Identify every line in the data below that contains the word "building" and copy each of those lines in full. Case matters.

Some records
_ _ _

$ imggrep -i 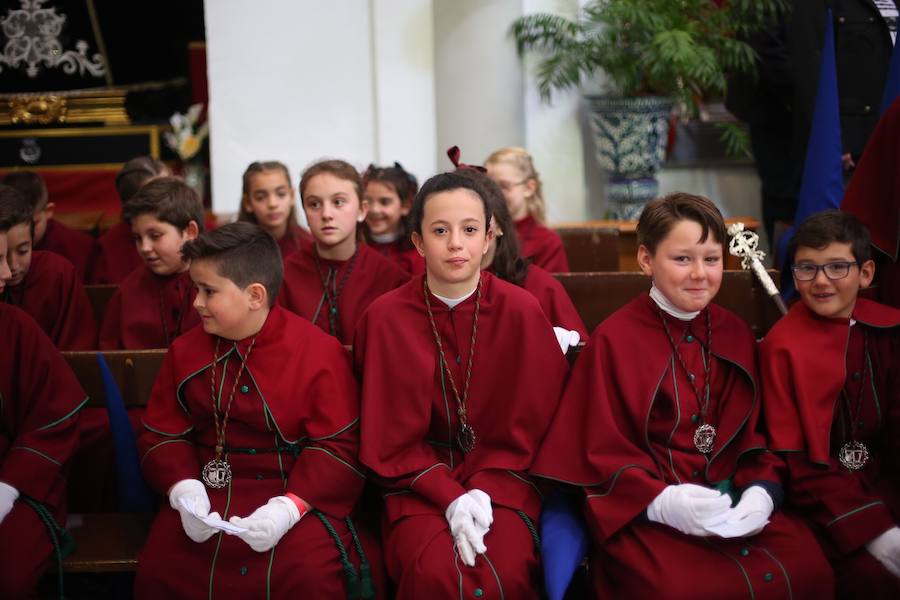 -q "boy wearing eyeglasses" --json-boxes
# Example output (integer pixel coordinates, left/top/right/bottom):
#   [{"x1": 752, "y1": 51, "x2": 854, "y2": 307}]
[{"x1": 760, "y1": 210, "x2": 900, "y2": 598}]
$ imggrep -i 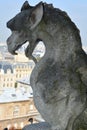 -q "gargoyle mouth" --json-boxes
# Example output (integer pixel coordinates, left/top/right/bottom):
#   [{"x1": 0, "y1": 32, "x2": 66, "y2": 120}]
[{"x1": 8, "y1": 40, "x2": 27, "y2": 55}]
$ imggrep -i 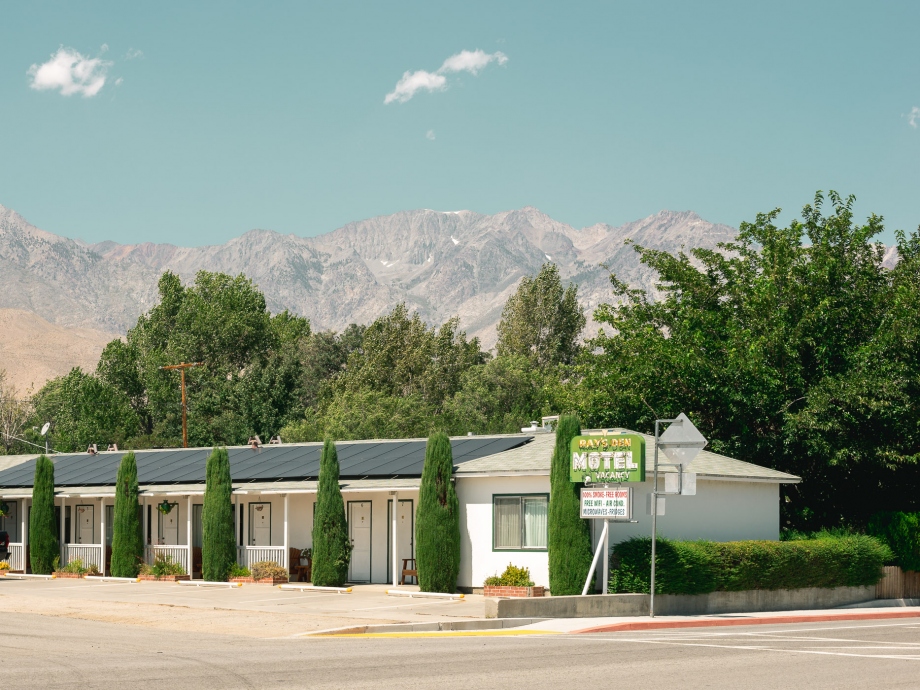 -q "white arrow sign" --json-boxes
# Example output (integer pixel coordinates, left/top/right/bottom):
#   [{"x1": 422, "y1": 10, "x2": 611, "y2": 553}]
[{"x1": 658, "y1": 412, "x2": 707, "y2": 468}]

_ _ _

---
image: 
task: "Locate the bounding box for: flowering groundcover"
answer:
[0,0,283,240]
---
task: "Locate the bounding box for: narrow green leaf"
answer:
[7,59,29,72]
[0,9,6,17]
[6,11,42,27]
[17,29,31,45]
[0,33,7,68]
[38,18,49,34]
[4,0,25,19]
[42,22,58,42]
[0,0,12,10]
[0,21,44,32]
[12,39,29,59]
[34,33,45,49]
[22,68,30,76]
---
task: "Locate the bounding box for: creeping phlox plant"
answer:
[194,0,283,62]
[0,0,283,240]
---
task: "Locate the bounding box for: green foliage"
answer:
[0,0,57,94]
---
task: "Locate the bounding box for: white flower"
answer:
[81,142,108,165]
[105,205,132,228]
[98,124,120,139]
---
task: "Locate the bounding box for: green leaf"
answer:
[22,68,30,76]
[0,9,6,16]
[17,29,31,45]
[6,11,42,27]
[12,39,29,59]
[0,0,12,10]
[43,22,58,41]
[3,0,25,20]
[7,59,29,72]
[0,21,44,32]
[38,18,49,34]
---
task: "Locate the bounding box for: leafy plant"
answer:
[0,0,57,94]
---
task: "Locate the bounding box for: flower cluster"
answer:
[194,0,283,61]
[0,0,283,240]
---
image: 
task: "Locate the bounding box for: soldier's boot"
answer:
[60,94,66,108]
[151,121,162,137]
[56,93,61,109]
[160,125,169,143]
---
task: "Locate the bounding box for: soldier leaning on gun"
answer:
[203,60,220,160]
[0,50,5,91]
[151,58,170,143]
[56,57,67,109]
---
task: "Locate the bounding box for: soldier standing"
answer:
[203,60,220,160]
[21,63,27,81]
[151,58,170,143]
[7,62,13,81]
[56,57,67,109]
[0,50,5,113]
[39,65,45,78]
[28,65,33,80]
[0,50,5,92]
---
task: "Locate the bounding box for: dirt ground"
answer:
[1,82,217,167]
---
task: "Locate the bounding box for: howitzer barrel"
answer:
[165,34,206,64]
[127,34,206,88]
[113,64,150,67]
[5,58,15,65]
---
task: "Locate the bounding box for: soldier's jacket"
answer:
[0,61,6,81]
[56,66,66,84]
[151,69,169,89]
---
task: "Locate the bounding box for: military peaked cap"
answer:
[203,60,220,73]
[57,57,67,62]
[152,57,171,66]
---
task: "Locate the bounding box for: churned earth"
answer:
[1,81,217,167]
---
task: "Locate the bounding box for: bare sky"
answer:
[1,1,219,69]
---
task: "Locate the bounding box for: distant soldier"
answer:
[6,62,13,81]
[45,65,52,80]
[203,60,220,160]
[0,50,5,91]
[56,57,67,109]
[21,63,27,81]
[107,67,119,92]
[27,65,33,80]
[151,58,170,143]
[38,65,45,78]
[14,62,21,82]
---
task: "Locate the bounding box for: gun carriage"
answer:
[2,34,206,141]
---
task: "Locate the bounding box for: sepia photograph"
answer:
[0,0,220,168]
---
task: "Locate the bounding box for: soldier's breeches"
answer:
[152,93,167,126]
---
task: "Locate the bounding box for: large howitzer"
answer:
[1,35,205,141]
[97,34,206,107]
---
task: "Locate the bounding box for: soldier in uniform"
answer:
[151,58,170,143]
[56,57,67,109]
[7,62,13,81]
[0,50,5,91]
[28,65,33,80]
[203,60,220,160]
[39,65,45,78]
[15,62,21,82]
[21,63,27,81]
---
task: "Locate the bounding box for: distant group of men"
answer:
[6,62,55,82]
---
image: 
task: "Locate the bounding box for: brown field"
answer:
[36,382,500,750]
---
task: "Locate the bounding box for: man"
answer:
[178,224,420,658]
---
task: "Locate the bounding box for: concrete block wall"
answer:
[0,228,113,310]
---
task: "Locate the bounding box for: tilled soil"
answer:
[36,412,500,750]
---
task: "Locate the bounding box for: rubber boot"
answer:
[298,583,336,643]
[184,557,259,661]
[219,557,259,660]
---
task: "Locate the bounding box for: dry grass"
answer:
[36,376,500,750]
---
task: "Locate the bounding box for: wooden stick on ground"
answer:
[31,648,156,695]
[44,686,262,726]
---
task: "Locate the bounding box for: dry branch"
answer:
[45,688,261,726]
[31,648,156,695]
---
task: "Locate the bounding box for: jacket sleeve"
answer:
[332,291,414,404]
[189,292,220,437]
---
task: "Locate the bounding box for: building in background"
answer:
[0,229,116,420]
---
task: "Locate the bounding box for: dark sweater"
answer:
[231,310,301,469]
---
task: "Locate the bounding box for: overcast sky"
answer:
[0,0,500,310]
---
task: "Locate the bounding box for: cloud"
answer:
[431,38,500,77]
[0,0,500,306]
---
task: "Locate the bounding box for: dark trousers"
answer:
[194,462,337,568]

_ _ _

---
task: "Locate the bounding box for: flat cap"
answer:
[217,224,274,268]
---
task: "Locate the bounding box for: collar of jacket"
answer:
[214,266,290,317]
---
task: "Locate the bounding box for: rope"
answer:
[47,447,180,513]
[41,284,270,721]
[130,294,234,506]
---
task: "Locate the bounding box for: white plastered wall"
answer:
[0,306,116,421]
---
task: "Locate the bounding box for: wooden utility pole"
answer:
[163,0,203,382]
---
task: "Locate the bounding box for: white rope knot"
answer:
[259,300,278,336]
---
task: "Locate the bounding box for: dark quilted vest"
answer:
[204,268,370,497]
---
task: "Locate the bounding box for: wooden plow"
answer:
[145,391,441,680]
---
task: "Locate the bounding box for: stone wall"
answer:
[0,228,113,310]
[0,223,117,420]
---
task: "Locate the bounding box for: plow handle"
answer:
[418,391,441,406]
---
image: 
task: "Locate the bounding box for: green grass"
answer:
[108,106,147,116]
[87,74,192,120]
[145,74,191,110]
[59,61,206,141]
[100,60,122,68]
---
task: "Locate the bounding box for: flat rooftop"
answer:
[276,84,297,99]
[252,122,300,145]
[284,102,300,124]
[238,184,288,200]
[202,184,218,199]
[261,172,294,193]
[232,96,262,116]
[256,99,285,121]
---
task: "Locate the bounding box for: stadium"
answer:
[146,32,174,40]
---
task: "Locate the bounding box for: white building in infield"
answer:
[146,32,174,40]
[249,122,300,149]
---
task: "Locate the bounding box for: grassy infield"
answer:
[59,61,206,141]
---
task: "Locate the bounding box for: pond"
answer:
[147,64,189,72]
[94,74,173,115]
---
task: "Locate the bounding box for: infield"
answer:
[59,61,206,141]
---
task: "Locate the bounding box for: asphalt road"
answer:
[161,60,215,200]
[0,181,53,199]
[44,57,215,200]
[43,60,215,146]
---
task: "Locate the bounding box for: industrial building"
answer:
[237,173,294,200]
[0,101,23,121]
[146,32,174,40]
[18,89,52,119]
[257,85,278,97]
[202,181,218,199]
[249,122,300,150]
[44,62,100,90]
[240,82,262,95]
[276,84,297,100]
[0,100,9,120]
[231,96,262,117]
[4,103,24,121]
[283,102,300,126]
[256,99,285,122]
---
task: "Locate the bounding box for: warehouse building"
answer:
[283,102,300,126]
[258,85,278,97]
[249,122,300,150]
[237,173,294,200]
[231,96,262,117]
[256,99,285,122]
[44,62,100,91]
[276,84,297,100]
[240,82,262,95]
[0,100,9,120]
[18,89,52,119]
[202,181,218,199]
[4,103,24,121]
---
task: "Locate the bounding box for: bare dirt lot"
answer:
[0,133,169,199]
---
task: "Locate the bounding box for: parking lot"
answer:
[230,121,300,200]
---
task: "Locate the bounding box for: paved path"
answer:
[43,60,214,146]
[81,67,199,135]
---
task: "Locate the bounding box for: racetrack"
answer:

_ _ _

SOLVED PROBLEM ▸
task: "Locate the bounding box for: building in background"
task: "Locate the bounding box for: white building in infield"
task: "Locate the bounding box for: industrial building"
task: "Locate the bounding box for: warehouse building"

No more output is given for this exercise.